-- Begin --

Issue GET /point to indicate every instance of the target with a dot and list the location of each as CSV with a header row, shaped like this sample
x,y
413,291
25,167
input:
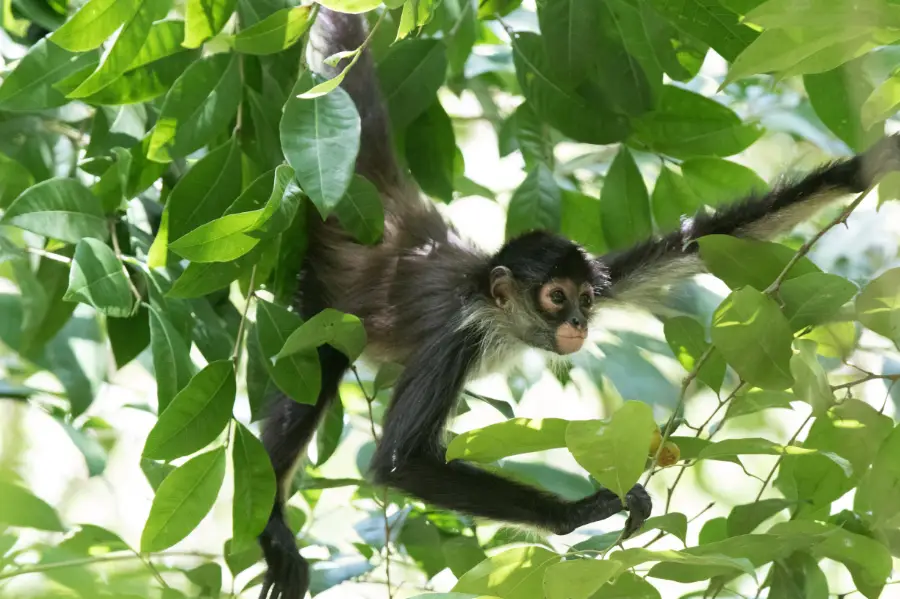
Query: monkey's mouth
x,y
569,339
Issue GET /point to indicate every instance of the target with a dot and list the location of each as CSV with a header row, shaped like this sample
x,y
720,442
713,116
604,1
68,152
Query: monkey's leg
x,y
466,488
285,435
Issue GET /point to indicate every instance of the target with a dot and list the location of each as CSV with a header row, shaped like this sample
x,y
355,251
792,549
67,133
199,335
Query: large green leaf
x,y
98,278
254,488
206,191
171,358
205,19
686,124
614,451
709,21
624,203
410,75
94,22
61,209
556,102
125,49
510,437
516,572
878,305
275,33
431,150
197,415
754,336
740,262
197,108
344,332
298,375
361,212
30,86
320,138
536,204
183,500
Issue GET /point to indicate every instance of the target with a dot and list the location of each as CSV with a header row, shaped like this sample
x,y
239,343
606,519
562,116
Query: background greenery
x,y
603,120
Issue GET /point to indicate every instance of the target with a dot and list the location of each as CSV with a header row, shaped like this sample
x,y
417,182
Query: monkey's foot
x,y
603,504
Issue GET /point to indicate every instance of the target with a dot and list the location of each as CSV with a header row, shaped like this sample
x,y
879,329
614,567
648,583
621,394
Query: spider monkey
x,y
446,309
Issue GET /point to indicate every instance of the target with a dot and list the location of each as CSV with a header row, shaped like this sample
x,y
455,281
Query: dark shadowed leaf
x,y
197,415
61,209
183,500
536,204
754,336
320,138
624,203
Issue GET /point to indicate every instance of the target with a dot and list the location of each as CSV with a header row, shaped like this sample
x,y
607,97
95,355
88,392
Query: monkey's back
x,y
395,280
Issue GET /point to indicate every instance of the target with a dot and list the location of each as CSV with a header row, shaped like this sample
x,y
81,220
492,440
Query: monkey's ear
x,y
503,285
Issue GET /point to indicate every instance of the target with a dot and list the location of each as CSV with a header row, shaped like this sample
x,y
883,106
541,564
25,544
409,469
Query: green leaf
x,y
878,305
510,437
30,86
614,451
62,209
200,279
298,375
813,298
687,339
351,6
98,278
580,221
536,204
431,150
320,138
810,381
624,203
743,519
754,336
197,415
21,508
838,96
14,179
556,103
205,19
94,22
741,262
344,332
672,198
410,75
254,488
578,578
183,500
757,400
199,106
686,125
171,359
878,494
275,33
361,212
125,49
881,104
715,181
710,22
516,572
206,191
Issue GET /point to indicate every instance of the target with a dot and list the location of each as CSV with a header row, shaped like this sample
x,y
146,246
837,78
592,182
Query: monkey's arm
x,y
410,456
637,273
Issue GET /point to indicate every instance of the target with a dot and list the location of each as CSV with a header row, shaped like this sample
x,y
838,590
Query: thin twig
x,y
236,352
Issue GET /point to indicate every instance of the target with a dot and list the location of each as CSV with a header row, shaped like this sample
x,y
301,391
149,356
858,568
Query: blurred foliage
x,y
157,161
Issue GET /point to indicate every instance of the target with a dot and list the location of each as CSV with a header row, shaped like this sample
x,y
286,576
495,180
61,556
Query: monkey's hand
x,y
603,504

-- End --

=== WHAT THE TASK REQUIRES ===
Set every line down exactly as written, leaving each picture out.

=== EXERCISE OUTPUT ===
Issue GET /point to indicate every instance of the target with a dot and list the location of each as CSV with a header row, shaped like this sample
x,y
413,291
25,167
input:
Query: monkey's mouth
x,y
569,339
Issue GET /point to indicate every instance of the target with a dot and list the location of each as CSV with a header row, shaped like this sample
x,y
720,442
713,116
604,1
68,152
Query: monkey's leg
x,y
466,488
285,435
Issue GET /point to indicate every instance of the target with a dot and list the location of each as CSV with a header row, shaped like this sample
x,y
355,251
792,549
67,133
199,335
Query: large green leaf
x,y
98,278
254,488
206,191
171,358
205,19
686,124
614,451
709,21
624,203
410,75
94,22
61,209
556,102
125,49
510,437
516,572
878,305
275,33
431,150
197,415
754,336
740,262
197,108
344,332
298,375
361,212
30,86
320,138
536,204
183,500
Issue GET /point to indicate every instance of the target with a dot and list the location of each as CSV with a header row, shaped like this sample
x,y
239,343
606,519
562,116
Query: background greenery
x,y
603,120
Issue GET /point to indicate every instance of the target with a dot and list the location of each as CSV with a header row, shaped like this sample
x,y
417,182
Query: monkey's foot
x,y
603,504
Issue GET /point to indicate every instance of the target with a dot and list the location of each as CSV with a header row, shaped like this sample
x,y
879,329
614,567
648,583
621,394
Query: spider monkey
x,y
446,309
Issue GET /point to indicate every instance of the target with a dot and list the location of each as CSV with a header row, shaped like this sample
x,y
455,281
Query: dark shadowed leaf
x,y
197,415
61,209
183,500
536,204
754,336
320,138
624,203
Issue GET /point to indicate every instance of the target with a dot and list the location of each as CSV with a header row, shaped like this sample
x,y
607,97
95,355
88,392
Query: monkey's back
x,y
395,280
Issue GET /point to indicate every instance of the target with a dot and list the location of each as CSV with a header row, shaped like this sample
x,y
81,220
492,440
Query: monkey's ear
x,y
503,285
Issue GET /point to indicate every instance of the target with a dot and list the location of each as CSV with a header row, shaped like this sample
x,y
883,106
541,564
25,544
409,469
Query: green leaf
x,y
878,305
510,437
30,86
614,451
62,209
200,279
298,375
813,298
687,339
351,6
98,278
580,221
536,204
431,150
320,138
810,381
624,203
743,519
754,336
197,415
21,508
838,96
14,179
556,103
205,19
94,22
741,262
344,332
672,198
410,75
254,488
578,578
183,500
757,400
199,106
686,125
171,359
878,494
275,33
361,212
125,49
881,104
715,181
710,22
516,572
206,191
Issue GET /point to indicate every instance of the target with a dot and list the location of each as CSV with a header row, shaped like this sample
x,y
146,246
837,78
592,182
Query: monkey's arm
x,y
410,456
637,273
Issue GET /point to indicate every instance of the target with a dot and list the location of each as CSV with a header row, shaped like this sample
x,y
838,590
Query: thin twig
x,y
236,352
Issue GET /point to indicate every instance of the target with a dot and list the location of each as CSV with a header row, shaped like this sample
x,y
301,391
149,356
858,568
Query: blurred foliage
x,y
157,161
Issue GET /point to indicate every instance of the target with a dot and list the location of each as CSV with a header row, shaped like this sample
x,y
286,576
495,180
61,556
Query: monkey's hand
x,y
603,504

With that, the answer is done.